Count the lines in the entries below that contain the string "wooden", matching case exactly. Reply with the number alone.

--- begin DATA ROWS ---

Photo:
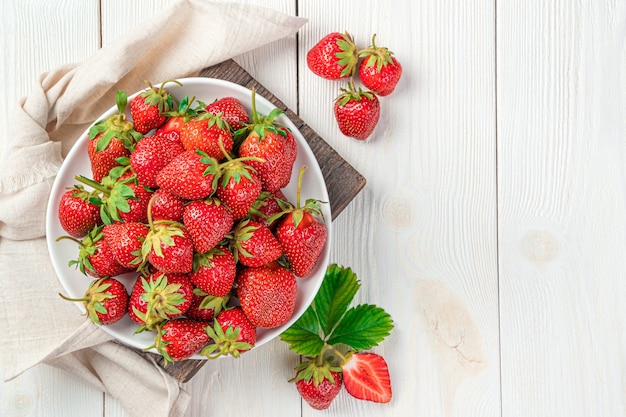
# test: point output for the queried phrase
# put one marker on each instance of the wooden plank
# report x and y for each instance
(422, 234)
(562, 194)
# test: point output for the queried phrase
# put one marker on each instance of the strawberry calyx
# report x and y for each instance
(160, 97)
(162, 300)
(224, 342)
(93, 299)
(297, 212)
(260, 123)
(348, 55)
(115, 126)
(351, 93)
(378, 56)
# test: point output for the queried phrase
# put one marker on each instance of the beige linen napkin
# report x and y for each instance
(36, 325)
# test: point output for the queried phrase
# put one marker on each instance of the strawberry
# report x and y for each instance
(379, 71)
(147, 108)
(214, 271)
(301, 235)
(167, 206)
(254, 244)
(77, 214)
(333, 57)
(232, 334)
(267, 294)
(105, 301)
(366, 377)
(231, 110)
(204, 306)
(150, 156)
(95, 257)
(208, 221)
(176, 120)
(267, 205)
(238, 187)
(167, 246)
(271, 147)
(205, 132)
(110, 139)
(125, 241)
(190, 175)
(180, 339)
(159, 297)
(356, 112)
(318, 384)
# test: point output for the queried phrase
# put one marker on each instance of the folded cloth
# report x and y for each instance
(36, 325)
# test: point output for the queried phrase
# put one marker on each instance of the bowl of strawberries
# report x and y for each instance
(191, 220)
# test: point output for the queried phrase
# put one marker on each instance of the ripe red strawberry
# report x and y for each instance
(232, 334)
(147, 108)
(267, 205)
(125, 241)
(167, 246)
(318, 384)
(333, 57)
(272, 148)
(105, 301)
(239, 187)
(95, 257)
(254, 244)
(176, 120)
(356, 112)
(77, 214)
(366, 377)
(204, 306)
(159, 297)
(214, 271)
(267, 294)
(232, 111)
(150, 156)
(301, 235)
(208, 221)
(205, 133)
(110, 139)
(167, 206)
(190, 175)
(180, 339)
(379, 71)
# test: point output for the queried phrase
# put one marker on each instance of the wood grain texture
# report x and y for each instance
(422, 233)
(561, 204)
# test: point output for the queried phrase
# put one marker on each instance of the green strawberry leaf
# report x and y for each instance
(335, 295)
(303, 336)
(362, 327)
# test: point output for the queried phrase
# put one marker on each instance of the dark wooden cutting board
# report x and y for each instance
(342, 180)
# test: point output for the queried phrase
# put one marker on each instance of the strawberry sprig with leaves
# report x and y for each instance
(335, 337)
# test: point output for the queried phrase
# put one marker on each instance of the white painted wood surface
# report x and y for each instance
(491, 226)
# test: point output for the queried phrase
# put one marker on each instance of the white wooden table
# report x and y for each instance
(492, 225)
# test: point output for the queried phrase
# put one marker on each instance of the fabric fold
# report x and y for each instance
(37, 325)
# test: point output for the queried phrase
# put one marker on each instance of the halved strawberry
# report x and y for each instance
(366, 377)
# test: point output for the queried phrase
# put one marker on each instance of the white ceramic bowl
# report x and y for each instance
(77, 162)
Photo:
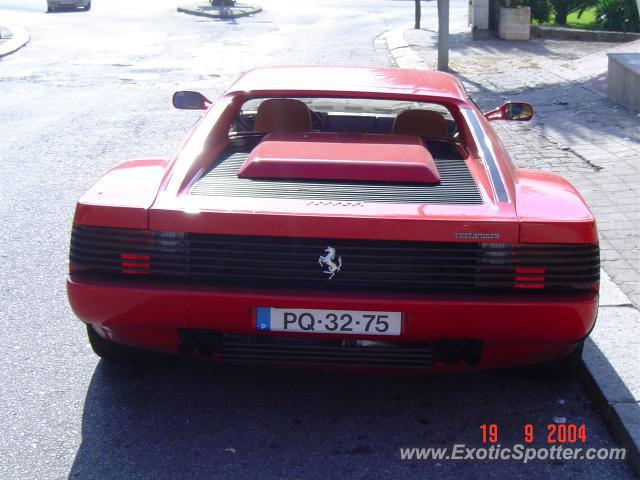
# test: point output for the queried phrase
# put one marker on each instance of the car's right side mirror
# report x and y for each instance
(519, 111)
(188, 100)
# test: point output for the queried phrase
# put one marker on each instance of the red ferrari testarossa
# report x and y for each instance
(338, 217)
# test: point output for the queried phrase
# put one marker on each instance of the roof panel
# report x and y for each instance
(349, 79)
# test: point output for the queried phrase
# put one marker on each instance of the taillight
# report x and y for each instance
(133, 264)
(529, 278)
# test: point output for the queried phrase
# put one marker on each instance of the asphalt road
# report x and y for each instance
(93, 89)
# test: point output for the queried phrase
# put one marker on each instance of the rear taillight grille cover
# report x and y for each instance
(367, 265)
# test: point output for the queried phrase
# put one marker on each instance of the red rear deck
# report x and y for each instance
(341, 156)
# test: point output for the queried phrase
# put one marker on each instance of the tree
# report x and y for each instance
(564, 7)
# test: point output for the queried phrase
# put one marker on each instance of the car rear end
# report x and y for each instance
(400, 276)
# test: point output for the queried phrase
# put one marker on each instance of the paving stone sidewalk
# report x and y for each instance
(577, 131)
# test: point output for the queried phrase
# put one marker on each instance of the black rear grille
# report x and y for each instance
(352, 353)
(367, 265)
(457, 186)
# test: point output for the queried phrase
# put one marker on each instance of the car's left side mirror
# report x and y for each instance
(188, 100)
(519, 111)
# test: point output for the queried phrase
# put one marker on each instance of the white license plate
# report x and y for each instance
(355, 322)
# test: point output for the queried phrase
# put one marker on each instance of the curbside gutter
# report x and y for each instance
(20, 37)
(611, 356)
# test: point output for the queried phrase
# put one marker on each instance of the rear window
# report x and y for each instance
(356, 115)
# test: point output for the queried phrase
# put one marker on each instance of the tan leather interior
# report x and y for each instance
(423, 123)
(282, 115)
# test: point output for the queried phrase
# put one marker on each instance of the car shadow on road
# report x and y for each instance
(185, 418)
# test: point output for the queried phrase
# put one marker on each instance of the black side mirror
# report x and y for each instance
(188, 100)
(519, 111)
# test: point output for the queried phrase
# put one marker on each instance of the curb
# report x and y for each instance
(20, 39)
(609, 365)
(610, 359)
(563, 33)
(206, 10)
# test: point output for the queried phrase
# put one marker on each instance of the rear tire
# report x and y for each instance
(117, 352)
(562, 368)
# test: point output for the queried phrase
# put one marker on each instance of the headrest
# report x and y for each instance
(423, 123)
(282, 115)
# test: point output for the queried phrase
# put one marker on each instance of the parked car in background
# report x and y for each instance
(338, 217)
(68, 4)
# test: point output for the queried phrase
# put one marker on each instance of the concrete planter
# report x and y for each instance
(515, 23)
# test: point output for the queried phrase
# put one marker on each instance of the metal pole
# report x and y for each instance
(443, 35)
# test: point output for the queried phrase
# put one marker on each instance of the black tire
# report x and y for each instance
(116, 352)
(562, 368)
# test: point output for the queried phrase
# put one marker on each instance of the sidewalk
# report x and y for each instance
(578, 133)
(12, 38)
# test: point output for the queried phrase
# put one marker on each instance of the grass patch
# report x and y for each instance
(587, 20)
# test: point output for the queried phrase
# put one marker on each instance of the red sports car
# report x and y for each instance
(338, 217)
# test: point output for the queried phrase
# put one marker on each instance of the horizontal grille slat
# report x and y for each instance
(287, 351)
(457, 186)
(293, 263)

--- end DATA ROWS ---

WRITTEN SOLUTION: 3